Entries taken from a collection:
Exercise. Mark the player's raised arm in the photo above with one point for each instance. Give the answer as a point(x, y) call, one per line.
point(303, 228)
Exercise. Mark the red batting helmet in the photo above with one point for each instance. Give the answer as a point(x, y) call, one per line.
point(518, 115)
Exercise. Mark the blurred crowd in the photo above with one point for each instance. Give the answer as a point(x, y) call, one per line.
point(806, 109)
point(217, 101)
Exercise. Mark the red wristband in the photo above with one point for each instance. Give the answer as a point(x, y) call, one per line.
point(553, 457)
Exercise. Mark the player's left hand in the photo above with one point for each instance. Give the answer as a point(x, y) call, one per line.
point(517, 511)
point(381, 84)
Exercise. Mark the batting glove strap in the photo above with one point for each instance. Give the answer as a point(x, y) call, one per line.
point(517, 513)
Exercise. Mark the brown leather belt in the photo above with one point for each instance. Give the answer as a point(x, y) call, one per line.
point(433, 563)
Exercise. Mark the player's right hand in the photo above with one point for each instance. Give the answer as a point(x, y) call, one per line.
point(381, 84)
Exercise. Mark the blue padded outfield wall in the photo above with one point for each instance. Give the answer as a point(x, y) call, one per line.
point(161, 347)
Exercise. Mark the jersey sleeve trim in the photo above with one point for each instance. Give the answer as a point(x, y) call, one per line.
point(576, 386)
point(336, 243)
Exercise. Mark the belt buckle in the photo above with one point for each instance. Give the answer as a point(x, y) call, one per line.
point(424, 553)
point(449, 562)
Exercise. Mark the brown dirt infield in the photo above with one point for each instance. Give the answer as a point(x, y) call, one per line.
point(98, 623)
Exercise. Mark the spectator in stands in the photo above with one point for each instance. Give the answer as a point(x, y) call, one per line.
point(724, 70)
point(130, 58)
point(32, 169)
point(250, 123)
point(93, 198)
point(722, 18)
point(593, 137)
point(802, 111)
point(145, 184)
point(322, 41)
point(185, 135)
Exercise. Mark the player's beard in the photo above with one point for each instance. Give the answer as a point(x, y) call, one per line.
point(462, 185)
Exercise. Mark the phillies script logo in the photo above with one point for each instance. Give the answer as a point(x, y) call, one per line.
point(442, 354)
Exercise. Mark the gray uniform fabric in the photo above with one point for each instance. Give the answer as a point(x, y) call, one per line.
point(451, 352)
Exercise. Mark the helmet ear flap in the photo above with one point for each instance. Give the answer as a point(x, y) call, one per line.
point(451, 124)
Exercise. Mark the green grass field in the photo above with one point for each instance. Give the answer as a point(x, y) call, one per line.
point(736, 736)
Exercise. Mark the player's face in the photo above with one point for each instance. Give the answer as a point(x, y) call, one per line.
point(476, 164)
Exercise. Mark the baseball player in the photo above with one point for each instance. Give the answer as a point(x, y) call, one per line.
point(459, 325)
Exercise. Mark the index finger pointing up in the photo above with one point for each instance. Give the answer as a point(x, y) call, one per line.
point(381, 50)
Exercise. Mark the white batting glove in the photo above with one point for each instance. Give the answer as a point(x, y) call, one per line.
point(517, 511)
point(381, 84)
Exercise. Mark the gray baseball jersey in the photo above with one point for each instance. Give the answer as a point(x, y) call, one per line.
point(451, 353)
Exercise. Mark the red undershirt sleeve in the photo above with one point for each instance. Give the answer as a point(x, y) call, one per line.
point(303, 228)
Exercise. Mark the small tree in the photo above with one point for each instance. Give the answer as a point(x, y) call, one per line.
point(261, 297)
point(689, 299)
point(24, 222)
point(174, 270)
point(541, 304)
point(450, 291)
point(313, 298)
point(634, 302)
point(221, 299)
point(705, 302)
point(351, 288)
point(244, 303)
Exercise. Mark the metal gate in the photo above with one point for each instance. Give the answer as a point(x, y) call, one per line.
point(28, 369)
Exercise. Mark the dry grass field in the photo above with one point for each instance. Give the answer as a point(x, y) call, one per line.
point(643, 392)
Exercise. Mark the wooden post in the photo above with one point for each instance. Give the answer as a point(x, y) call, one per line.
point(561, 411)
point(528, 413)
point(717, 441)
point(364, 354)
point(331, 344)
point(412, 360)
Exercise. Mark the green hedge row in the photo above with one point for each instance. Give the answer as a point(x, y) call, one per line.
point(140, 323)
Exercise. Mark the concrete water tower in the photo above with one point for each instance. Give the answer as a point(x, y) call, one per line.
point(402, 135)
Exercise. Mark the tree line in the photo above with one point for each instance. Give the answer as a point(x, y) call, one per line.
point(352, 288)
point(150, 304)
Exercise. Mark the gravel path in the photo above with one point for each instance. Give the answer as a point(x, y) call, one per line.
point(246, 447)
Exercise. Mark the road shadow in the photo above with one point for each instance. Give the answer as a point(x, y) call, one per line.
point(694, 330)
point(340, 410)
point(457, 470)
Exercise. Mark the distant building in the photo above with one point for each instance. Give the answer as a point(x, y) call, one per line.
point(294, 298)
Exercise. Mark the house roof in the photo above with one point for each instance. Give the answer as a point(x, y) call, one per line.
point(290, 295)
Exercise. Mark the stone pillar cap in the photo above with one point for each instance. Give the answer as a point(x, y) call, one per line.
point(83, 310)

> **AIM OF THE TASK**
Reproduce every one of the records above word for word, changing nothing.

> **ANSWER TO THIS PROBLEM**
Exercise. Mark the player's raised arm in the photo above with one point for each instance. Give the answer as a point(x, y) call, one per line.
point(303, 228)
Exercise. Mark the red batting helmet in the photo above with one point for each instance. Give the answer as a point(x, y) call, one per line.
point(518, 115)
Exercise. Mark the blurred crowd in the photo above with one point for each instance. Give the answer as a point(x, y) call, one per line.
point(806, 109)
point(217, 101)
Exercise. Mark the red wristband in the photo above with one point for each instance. Give the answer as a point(x, y) call, one per line.
point(553, 457)
Exercise. Mark the player's left hand in the photo above with one point for each instance. Give the answer as a point(x, y) call, one per line.
point(517, 511)
point(381, 84)
Exercise. Mark the batting glove strap in the photo above with one point for each instance. Give the answer as a point(x, y) call, one per line.
point(517, 513)
Exercise. Mark the brown leather belt in the photo above with one point for each instance. Give the answer as a point(x, y) call, one per line.
point(433, 563)
Exercise. Mark the player's right hand in the photo above with one point for each instance. Give the answer as a point(x, y) call, one per line.
point(381, 84)
Exercise. Mark the blue padded outfield wall in the photo above with one point for each instance. Give the answer as a point(x, y) call, one per line.
point(161, 347)
Exercise. Mark the jersey sleeve trim in the photo above with one point for each instance. Give the answer as a point(x, y) call, one per line.
point(576, 386)
point(336, 243)
Exercise. Mark the belt buckle in the photo above with one point for each instance. Give the answer as a point(x, y) call, one per line.
point(424, 553)
point(449, 562)
Exercise. Mark the brown dirt infield in the photo above with one point for each instance. Give the answer as a point(x, y) call, one per line.
point(98, 623)
Exercise. Mark the spectator in stands in the photo above with one point for each instance. Give the answer as a point(x, y) call, one per line.
point(724, 70)
point(130, 58)
point(32, 169)
point(250, 123)
point(93, 198)
point(722, 18)
point(593, 137)
point(802, 111)
point(145, 184)
point(322, 41)
point(185, 135)
Exercise. Mark the player's beard in the photo above with one point for each instance. Give the answer as a point(x, y) call, one per line.
point(462, 185)
Exercise. Mark the phillies script logo in the photo above with one point for each instance. Give the answer as a point(x, y) call, one per line.
point(442, 354)
Exercise. Mark the gray uniform fabric in the photo above with one point for each instance. Give the answer as a point(x, y) call, one per line.
point(451, 352)
Exercise. Mark the helmet ear flap in the photo above with one point for each instance. Give the answer as a point(x, y) call, one per line.
point(451, 124)
Exercise. Mark the green grass field in the photo above with one point for each instance. Give the answer as a point(x, y) call, one per line.
point(736, 736)
Exercise. Mark the player's face in the photo above with one point for each instance. Give the answer as a point(x, y) call, one per line.
point(476, 164)
Exercise. Mark the baseball player in the photo above with one point for each instance. Give the answer as a point(x, y) call, one per line.
point(459, 325)
Exercise. Mark the index finger pointing up in the photo above with one point for each instance. Give the answer as a point(x, y) call, one per line.
point(381, 50)
Exercise. Mark the white batting glove in the photo above with one point for each instance. Give the answer as a point(x, y) call, one per line.
point(517, 511)
point(381, 84)
Exercise. Mark the gray baseball jersey in the photo above with one point for each instance. Give the answer as a point(x, y) call, one per line.
point(451, 353)
Exercise. Mark the red undershirt sleeve in the photo above with one point for each instance. Give the answer as a point(x, y) call, one per line.
point(303, 228)
Exercise. Mark the small tree in the photo above with one point for each instance. Give the answer as a point(x, y) call, one per line.
point(261, 297)
point(689, 299)
point(24, 222)
point(174, 270)
point(541, 304)
point(450, 291)
point(313, 298)
point(634, 302)
point(221, 299)
point(705, 302)
point(351, 288)
point(244, 303)
Exercise. Mark the metal gate in the photo above with one point for each instance. Give the answer as a point(x, y) call, one per line.
point(28, 369)
Exercise. Mark the dry grass field in the photo above with one point for each instance. Give the answer as a point(x, y) call, one per line.
point(643, 392)
Exercise. Mark the wooden post in the photo above with one point for each instance. Give the answer as a point(x, y) call, one per line.
point(561, 411)
point(528, 413)
point(717, 441)
point(364, 354)
point(331, 344)
point(412, 360)
Exercise. Mark the green hedge row in the photo above with one point for each instance. Give the answer as a point(x, y) call, one per line.
point(140, 323)
Exercise. Mark the concrete water tower in the photo above with one point for each instance. Give the answer as a point(x, y) call, one per line.
point(402, 135)
Exercise. Mark the tree line in the photo above with one point for each instance. Give the answer as a point(x, y) call, one per line.
point(352, 288)
point(150, 304)
Exercise. Mark the gravel path in the photo above with one point for each instance. Give the answer as a point(x, y) call, one per line.
point(246, 447)
Exercise. Mark the road shadow in the photo above with one point for each instance. Give the answer as a point(x, y) call, one per line.
point(694, 330)
point(340, 410)
point(457, 470)
Exercise. Mark the distant building in the photo above with one point for each instance. Give the answer as a point(x, y) call, one per line.
point(294, 298)
Exercise. Mark the house roof in the photo above with one point for each instance. Give the answer as a point(x, y) call, one per line.
point(290, 295)
Exercise. Mark the stone pillar cap in the photo above with one point for each instance. Give the answer as a point(x, y) call, one per line.
point(83, 310)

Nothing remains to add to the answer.